Natural language region descriptions:

--------------------

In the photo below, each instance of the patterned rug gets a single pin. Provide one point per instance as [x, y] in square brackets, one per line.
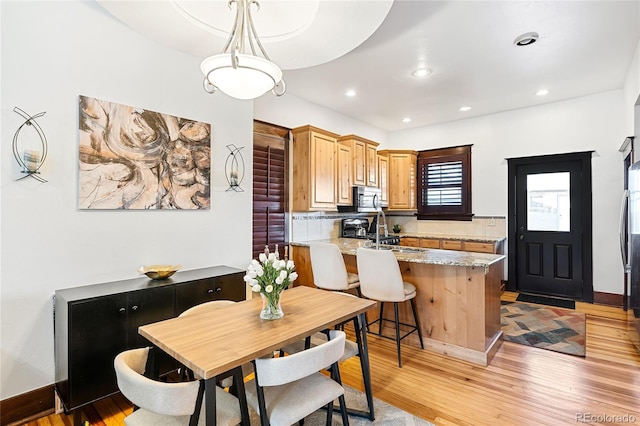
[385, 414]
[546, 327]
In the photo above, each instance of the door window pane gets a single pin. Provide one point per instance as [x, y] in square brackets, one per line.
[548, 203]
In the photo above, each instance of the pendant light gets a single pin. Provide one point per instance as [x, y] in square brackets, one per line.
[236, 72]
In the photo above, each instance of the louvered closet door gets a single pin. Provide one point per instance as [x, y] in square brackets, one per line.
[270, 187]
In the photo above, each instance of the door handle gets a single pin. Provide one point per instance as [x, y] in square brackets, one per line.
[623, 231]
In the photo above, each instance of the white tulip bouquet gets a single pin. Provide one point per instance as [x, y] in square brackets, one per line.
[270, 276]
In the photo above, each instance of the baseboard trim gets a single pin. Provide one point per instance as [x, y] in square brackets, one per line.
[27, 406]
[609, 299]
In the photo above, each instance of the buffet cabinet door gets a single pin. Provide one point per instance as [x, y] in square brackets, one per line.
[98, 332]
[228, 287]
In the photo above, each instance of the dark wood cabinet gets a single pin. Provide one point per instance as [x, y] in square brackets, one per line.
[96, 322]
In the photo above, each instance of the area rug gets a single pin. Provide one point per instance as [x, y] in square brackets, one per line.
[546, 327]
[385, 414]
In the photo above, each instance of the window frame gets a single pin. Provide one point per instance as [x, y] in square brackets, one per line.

--------------------

__Work item__
Give every line of the data above again as it stands; the pictures stay out.

__Exercise result__
In the photo below, each instance of the patterned rug gets a single pin. Provide one point per instance as [x, y] in square brackets, one per line.
[385, 414]
[546, 327]
In the photo above, each instance of the door window pane gets a single pin. Provide one point per instance as [x, y] in square brackets, one per line.
[548, 203]
In the photo above, each instance of the pendant light gets a single pin. Provide one point per instance as [x, y] in square brackets, one per line.
[236, 72]
In the photo above, each instance of the louvered closet door gets a single pin. Provide one point per instance as [x, y] in square brackets, one per line.
[270, 187]
In the photo above, each instance of the door handle gets a single pin. Provide one point per instance as [x, y] in square brackets, one per line.
[623, 231]
In the photo above, each instance of the white tulip bouquet gets a single pin. Provide one point per instance as [x, y] in square brackets, one per line.
[270, 276]
In the photo above, each instance of the baseboard trim gets a single pin. Provide one point per instance as [x, y] in square brackets, one per line.
[27, 406]
[609, 299]
In the photo above, each instance of the buffet cabinet door gets a single pin. Provide one point per instance as [x, y] in square brackets, one per line.
[98, 332]
[228, 287]
In the photo above, each instance of the dark wood cabinet gets a single pin. Provide one point per instance as [x, y] in square brackets, one per line.
[96, 322]
In the photo above, each instance of the area rug gets a single pin. Provide one point per instance as [x, y] in square brackets, one per line.
[546, 327]
[385, 414]
In the photo above, each instance of the window frame gets a single pin. Provide one point per instance as [x, y] in square brackets, one per line.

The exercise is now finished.